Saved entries
▼▼▼
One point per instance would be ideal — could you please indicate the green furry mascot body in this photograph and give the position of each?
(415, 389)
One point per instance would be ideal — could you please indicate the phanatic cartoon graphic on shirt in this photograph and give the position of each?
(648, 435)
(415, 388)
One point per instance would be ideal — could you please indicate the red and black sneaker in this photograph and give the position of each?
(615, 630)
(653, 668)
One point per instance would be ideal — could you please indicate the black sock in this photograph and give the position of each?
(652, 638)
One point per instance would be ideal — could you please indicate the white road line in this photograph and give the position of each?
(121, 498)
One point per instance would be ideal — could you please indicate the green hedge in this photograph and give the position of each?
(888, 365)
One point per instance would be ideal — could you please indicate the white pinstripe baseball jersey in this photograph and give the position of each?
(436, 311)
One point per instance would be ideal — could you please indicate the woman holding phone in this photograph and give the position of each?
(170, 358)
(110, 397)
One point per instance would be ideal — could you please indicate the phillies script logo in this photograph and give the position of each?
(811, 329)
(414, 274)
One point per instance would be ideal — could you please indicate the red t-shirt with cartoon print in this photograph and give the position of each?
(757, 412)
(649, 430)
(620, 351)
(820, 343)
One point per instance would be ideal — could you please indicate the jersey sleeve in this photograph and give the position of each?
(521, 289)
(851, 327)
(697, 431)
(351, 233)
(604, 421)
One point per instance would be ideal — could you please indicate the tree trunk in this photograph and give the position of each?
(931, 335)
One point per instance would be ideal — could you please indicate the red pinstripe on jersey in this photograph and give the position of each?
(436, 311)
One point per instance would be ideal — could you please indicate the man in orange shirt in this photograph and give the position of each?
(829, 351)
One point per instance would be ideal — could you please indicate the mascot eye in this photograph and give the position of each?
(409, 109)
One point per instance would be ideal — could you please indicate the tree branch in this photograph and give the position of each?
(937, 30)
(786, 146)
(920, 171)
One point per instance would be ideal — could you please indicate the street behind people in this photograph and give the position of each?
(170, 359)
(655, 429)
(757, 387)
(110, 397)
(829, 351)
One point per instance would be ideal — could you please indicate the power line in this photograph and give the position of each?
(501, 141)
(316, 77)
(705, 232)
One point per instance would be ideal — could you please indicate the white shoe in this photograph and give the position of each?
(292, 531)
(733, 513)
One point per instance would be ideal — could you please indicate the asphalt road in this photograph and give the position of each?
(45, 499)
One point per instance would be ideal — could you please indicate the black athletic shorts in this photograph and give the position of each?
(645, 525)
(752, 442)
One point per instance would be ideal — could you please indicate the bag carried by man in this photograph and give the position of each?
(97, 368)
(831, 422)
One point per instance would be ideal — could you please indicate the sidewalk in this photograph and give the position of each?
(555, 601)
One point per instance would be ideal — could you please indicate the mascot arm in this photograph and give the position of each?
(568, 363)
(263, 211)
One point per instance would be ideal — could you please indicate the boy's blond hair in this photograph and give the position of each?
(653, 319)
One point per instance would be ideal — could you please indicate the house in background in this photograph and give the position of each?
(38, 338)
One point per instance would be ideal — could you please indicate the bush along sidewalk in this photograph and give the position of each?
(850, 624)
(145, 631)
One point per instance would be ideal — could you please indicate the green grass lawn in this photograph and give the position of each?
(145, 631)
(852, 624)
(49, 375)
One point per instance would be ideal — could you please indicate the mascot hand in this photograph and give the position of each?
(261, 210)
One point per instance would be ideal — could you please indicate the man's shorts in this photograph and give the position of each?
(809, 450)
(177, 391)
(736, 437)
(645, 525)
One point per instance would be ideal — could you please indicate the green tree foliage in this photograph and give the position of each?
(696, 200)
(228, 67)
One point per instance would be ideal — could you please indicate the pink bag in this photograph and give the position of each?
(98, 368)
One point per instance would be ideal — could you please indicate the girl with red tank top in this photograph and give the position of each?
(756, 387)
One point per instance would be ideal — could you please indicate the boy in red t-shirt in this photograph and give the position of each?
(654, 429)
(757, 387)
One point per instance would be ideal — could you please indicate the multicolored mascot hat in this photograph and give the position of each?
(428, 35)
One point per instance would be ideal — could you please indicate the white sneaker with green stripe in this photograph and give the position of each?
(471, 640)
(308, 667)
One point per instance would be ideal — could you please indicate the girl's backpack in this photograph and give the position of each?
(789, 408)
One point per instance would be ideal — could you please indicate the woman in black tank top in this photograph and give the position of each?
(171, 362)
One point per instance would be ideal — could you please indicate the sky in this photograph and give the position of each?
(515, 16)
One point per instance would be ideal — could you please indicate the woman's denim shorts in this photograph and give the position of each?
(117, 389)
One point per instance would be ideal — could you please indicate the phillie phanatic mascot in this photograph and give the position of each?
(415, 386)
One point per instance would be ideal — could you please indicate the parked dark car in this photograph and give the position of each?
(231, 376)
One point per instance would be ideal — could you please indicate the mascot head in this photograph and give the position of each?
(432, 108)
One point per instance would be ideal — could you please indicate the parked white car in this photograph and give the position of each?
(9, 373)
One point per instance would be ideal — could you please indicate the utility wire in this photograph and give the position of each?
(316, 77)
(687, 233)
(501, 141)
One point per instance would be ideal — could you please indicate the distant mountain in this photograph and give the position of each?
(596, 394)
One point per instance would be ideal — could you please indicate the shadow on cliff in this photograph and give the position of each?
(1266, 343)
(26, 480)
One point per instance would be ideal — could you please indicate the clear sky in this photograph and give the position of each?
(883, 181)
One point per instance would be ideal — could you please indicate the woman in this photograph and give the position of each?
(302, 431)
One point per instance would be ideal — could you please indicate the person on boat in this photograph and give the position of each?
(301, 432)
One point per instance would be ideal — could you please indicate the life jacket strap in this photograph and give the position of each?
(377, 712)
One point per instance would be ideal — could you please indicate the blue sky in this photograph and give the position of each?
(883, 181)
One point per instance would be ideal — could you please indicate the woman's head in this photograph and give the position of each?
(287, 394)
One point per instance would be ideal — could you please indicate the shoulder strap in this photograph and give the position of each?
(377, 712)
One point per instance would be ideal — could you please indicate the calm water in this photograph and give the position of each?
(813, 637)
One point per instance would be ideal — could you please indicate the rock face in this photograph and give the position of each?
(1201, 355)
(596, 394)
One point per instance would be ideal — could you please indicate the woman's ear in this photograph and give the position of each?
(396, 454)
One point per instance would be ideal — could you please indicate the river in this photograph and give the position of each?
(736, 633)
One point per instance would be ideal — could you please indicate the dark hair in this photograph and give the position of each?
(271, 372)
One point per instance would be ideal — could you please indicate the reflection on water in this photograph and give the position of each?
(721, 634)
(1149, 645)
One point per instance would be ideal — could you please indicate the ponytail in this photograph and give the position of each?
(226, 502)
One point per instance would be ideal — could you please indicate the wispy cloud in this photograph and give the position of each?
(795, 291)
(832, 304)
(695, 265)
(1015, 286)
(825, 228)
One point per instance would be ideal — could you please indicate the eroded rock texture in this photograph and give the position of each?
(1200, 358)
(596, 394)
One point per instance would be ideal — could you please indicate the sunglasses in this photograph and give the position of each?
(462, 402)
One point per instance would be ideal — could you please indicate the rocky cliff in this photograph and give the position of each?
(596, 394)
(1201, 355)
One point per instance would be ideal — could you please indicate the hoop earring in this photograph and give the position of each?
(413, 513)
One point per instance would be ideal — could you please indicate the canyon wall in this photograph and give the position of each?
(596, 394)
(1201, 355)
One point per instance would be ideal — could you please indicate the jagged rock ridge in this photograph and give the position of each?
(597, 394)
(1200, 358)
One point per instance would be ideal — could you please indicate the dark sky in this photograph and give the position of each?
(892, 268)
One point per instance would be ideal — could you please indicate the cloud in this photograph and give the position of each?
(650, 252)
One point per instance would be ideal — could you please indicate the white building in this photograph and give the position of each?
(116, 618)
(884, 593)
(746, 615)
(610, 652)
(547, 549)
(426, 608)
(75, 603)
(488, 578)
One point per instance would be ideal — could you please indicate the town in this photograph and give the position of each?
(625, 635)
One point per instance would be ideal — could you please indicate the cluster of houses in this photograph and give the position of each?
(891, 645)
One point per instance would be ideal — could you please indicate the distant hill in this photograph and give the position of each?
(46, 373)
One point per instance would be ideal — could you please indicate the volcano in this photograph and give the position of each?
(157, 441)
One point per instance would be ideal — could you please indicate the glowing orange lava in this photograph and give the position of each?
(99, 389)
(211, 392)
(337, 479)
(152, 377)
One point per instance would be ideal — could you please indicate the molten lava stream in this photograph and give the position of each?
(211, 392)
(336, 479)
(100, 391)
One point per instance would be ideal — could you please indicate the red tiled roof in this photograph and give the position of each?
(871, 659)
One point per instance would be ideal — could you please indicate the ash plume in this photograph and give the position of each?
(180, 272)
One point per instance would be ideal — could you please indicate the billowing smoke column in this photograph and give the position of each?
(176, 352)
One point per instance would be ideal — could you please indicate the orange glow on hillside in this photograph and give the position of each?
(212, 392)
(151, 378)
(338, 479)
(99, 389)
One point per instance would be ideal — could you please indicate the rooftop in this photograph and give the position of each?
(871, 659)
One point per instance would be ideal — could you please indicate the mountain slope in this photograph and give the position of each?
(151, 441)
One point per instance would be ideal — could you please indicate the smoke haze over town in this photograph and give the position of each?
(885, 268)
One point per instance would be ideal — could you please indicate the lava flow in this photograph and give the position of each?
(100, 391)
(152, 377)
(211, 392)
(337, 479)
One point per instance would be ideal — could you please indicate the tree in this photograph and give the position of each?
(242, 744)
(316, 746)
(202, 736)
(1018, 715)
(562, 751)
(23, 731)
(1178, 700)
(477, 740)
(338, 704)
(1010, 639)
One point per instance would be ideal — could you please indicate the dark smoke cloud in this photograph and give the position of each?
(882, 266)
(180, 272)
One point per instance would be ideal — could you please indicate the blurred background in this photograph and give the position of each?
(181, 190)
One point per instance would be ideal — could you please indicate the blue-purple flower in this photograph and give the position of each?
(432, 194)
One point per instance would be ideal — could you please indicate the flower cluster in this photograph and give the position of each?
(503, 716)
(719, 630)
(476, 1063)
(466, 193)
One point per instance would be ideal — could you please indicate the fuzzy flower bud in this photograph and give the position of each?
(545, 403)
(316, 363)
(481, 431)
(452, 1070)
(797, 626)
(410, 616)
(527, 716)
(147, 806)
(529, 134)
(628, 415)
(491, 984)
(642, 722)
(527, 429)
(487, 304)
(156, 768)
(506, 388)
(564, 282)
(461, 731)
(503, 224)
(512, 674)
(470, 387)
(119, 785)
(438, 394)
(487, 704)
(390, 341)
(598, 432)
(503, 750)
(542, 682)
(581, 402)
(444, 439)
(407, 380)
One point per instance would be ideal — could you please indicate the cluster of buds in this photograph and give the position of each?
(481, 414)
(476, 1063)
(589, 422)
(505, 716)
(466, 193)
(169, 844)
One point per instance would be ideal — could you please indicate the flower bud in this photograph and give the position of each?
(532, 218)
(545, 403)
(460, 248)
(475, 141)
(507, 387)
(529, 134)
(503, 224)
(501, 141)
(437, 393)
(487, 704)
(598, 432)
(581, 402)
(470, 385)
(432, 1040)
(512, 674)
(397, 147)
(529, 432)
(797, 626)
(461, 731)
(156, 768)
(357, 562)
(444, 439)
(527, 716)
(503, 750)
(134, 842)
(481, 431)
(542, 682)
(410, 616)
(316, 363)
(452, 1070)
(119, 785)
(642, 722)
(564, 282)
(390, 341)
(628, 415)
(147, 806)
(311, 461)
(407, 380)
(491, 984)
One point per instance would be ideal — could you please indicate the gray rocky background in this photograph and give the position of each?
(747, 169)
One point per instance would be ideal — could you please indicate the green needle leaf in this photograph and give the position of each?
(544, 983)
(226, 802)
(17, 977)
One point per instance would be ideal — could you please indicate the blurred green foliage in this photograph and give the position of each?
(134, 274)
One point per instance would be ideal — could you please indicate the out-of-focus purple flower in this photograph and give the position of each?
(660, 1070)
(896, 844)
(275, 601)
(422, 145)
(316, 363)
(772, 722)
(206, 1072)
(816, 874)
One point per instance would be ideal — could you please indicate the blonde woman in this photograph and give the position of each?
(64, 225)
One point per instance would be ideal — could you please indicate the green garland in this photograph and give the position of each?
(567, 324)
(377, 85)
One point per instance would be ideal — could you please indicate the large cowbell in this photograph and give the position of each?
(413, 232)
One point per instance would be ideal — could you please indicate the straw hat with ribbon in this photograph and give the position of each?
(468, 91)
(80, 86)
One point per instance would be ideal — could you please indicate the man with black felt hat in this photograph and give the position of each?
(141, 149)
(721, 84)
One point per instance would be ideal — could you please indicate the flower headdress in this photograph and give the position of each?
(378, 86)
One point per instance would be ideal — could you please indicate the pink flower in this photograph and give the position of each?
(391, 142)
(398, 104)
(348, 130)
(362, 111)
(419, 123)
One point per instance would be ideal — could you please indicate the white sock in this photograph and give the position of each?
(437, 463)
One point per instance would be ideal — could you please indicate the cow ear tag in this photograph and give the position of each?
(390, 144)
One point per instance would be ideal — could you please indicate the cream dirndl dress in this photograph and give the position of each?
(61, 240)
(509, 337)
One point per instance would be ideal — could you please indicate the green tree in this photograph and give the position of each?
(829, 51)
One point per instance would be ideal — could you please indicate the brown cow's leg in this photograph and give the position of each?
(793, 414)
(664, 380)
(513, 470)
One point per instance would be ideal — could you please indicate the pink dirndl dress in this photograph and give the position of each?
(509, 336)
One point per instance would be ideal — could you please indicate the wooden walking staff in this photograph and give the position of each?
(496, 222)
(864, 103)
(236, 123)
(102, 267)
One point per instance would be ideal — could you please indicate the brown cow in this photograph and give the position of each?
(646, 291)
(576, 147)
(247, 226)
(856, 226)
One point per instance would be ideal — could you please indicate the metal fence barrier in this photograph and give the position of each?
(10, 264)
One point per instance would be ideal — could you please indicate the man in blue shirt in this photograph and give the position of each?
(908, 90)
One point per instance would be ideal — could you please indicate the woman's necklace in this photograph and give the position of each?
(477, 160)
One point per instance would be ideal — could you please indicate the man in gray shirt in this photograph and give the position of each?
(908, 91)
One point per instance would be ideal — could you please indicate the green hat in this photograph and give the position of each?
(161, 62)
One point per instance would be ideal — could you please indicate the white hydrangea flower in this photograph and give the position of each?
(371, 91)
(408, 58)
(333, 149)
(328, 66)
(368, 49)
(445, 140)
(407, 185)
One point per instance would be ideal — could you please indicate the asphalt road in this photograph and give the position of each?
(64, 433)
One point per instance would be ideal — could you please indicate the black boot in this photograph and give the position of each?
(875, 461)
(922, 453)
▲▲▲
**PROBLEM STATEMENT:** Could you give again exactly the lines from the line containing "man in blue" through the final line of the data above, and no others?

**ANSWER TO THE EXERCISE:**
One point per instance would be ideal — could you please indicate the man in blue shirt in this photograph and give the position of each?
(908, 90)
One point per instance would be ideal — could you please indicate the woman's necklace in this photograph and give the position of each?
(477, 160)
One point per instance would be ideal — could you please indicate the man in gray shirt in this photograph and give the position of each?
(908, 91)
One point per instance would be ideal — could you please indicate the green hat in this photograph and give the position of each?
(161, 62)
One point per instance would be ideal — could you please indicate the white hydrangea flower in this photograph and give the position of each?
(371, 91)
(408, 58)
(333, 149)
(328, 66)
(368, 49)
(445, 140)
(407, 185)
One point per instance would be ideal — could you please indicate the asphalt road in this photograph and give the position of each?
(64, 433)
One point per instance would be ideal — could you please indicate the black boot in this photograph and give the position of each?
(875, 461)
(922, 453)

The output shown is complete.